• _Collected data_
**********

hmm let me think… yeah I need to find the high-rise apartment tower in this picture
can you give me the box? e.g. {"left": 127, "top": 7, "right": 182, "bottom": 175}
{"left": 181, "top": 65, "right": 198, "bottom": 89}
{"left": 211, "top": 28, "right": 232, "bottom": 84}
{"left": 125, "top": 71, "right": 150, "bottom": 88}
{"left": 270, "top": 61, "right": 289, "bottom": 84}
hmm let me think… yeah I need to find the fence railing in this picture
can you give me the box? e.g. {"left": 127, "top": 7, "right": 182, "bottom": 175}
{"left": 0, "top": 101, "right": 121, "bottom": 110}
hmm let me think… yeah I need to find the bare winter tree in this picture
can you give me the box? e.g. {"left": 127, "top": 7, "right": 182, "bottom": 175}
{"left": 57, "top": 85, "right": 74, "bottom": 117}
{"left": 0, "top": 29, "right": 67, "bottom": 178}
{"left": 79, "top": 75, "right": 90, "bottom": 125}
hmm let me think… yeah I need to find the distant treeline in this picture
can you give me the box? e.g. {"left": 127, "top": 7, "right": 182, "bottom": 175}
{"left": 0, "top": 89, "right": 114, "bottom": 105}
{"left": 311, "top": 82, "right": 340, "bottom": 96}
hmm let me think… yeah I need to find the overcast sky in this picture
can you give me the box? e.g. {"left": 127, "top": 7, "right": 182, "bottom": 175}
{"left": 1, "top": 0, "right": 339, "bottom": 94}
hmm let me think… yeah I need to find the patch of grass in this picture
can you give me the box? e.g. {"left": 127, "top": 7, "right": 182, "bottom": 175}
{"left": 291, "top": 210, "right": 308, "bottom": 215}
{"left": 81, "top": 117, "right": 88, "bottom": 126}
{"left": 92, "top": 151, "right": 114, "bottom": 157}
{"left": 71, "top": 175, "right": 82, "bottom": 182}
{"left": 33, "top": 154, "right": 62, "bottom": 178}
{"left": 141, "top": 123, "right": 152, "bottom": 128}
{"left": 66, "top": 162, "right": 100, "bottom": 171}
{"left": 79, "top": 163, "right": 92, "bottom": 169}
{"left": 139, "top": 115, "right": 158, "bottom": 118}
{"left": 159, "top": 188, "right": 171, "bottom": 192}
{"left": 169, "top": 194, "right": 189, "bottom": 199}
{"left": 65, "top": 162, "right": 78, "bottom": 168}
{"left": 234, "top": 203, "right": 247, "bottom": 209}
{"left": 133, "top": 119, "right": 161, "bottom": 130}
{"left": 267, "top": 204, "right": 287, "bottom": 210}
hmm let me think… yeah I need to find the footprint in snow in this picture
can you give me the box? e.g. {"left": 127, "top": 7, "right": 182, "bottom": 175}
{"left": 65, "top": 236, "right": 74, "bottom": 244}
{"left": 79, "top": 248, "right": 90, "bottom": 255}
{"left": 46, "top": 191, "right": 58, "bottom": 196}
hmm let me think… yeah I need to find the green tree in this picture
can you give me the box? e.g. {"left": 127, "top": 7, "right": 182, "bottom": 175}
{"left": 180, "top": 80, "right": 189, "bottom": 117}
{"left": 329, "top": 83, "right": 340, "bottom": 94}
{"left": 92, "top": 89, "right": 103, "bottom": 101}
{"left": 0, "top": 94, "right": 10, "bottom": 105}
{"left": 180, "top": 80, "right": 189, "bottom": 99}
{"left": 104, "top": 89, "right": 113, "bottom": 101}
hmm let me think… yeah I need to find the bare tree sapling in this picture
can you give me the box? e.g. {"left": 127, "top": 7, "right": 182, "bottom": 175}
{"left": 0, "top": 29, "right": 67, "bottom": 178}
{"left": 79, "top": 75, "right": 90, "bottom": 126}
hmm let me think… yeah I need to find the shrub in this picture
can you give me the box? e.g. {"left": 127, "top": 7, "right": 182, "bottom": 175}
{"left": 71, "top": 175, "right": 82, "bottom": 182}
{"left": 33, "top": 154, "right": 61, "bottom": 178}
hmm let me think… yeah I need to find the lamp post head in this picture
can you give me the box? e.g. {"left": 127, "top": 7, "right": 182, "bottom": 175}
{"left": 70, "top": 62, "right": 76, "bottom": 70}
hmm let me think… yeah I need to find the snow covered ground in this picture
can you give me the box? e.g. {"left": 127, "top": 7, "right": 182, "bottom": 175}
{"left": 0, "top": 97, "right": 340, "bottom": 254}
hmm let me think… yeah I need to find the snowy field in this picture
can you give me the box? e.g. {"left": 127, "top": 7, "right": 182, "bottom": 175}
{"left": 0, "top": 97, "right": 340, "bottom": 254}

**********

• _Work order_
Each entry above should be repeated exactly, with no line left out.

• _Solved exercise_
hmm let me think… yeah I need to find the high-rise apartment tower in this picture
can you give me the box? e.g. {"left": 127, "top": 7, "right": 182, "bottom": 175}
{"left": 181, "top": 65, "right": 198, "bottom": 89}
{"left": 211, "top": 28, "right": 232, "bottom": 84}
{"left": 125, "top": 71, "right": 150, "bottom": 88}
{"left": 270, "top": 61, "right": 289, "bottom": 84}
hmm let me think… yeah I need to find the fence railing in this picture
can you give me the box? e.g. {"left": 127, "top": 7, "right": 182, "bottom": 175}
{"left": 0, "top": 101, "right": 121, "bottom": 110}
hmm let me think… yeah I need to find the bare winter tree in this picture
can you give me the box? e.g. {"left": 127, "top": 7, "right": 182, "bottom": 175}
{"left": 57, "top": 85, "right": 74, "bottom": 117}
{"left": 0, "top": 29, "right": 67, "bottom": 178}
{"left": 79, "top": 75, "right": 90, "bottom": 125}
hmm let me think… yeah I need to find the distant treeline in this picture
can you give me the box? e.g. {"left": 127, "top": 7, "right": 182, "bottom": 175}
{"left": 0, "top": 89, "right": 114, "bottom": 105}
{"left": 311, "top": 82, "right": 340, "bottom": 96}
hmm let me think… yeah I need to find the overcast sky in this picture
can you give me the box? e.g. {"left": 127, "top": 7, "right": 182, "bottom": 175}
{"left": 1, "top": 0, "right": 339, "bottom": 94}
hmm let me think… yeah I need to find the patch of grass in this picture
can you give me the box? e.g. {"left": 127, "top": 7, "right": 182, "bottom": 175}
{"left": 291, "top": 210, "right": 308, "bottom": 215}
{"left": 81, "top": 117, "right": 88, "bottom": 126}
{"left": 92, "top": 151, "right": 114, "bottom": 157}
{"left": 71, "top": 175, "right": 82, "bottom": 182}
{"left": 33, "top": 154, "right": 62, "bottom": 178}
{"left": 141, "top": 123, "right": 152, "bottom": 128}
{"left": 66, "top": 162, "right": 100, "bottom": 171}
{"left": 79, "top": 163, "right": 92, "bottom": 169}
{"left": 139, "top": 115, "right": 158, "bottom": 118}
{"left": 159, "top": 188, "right": 171, "bottom": 192}
{"left": 169, "top": 194, "right": 189, "bottom": 199}
{"left": 65, "top": 162, "right": 78, "bottom": 168}
{"left": 234, "top": 203, "right": 247, "bottom": 209}
{"left": 133, "top": 119, "right": 161, "bottom": 130}
{"left": 267, "top": 204, "right": 287, "bottom": 210}
hmm let me think… yeah I need to find the footprint in snow in this picture
can you give me the box? e.g. {"left": 127, "top": 7, "right": 182, "bottom": 175}
{"left": 65, "top": 236, "right": 74, "bottom": 244}
{"left": 79, "top": 248, "right": 90, "bottom": 255}
{"left": 46, "top": 191, "right": 58, "bottom": 196}
hmm let me think… yeah I need to find the green tree in this picture
can you give me the box? e.g. {"left": 127, "top": 7, "right": 182, "bottom": 175}
{"left": 180, "top": 80, "right": 189, "bottom": 117}
{"left": 329, "top": 83, "right": 340, "bottom": 94}
{"left": 92, "top": 89, "right": 103, "bottom": 101}
{"left": 0, "top": 94, "right": 10, "bottom": 105}
{"left": 180, "top": 80, "right": 189, "bottom": 99}
{"left": 104, "top": 89, "right": 113, "bottom": 101}
hmm let me think… yeah I need to find the bare tree sapling in this picture
can you give me the box? e.g. {"left": 127, "top": 7, "right": 182, "bottom": 175}
{"left": 0, "top": 29, "right": 67, "bottom": 178}
{"left": 79, "top": 75, "right": 90, "bottom": 126}
hmm let me think… yeah I need to find the shrub in this picture
can you give me the box? e.g. {"left": 127, "top": 7, "right": 182, "bottom": 175}
{"left": 71, "top": 175, "right": 82, "bottom": 182}
{"left": 33, "top": 154, "right": 61, "bottom": 178}
hmm let me think… yeah I need to find the lamp post head in this picture
can you give me the box? e.g. {"left": 127, "top": 7, "right": 182, "bottom": 175}
{"left": 70, "top": 62, "right": 76, "bottom": 70}
hmm let me think… yeah I need to find the snow covered ground in this picture
can you give me the box? e.g. {"left": 127, "top": 7, "right": 182, "bottom": 175}
{"left": 0, "top": 97, "right": 340, "bottom": 254}
hmm let me think… yeah I need to find the snowy field in this picture
can you give me the box? e.g. {"left": 127, "top": 7, "right": 182, "bottom": 175}
{"left": 0, "top": 97, "right": 340, "bottom": 254}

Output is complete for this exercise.